Collection entries
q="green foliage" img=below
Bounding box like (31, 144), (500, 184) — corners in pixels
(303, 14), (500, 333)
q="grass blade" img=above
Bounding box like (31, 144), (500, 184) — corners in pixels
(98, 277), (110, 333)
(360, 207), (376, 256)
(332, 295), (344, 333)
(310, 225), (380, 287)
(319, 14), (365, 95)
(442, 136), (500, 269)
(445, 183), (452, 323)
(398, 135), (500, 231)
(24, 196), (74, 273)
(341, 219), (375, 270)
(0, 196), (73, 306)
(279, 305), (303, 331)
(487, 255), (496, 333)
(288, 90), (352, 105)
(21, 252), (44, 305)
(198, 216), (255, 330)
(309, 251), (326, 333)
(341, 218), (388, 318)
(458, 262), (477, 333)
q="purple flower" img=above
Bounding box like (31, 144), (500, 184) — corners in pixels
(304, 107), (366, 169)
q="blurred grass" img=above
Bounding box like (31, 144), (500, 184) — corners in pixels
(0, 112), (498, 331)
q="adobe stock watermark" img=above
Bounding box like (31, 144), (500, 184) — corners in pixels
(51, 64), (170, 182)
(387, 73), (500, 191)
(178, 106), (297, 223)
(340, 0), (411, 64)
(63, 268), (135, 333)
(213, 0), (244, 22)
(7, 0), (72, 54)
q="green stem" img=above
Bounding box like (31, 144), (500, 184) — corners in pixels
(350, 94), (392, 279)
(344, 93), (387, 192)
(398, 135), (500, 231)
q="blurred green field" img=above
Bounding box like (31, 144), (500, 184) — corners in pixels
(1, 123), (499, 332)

◆ **PROMPT**
Search the data above for the string "green". Report every line where it is found.

◆ **TASK ANSWER**
q="green foliage" img=below
q="green stem" img=above
q="blurred green field" img=above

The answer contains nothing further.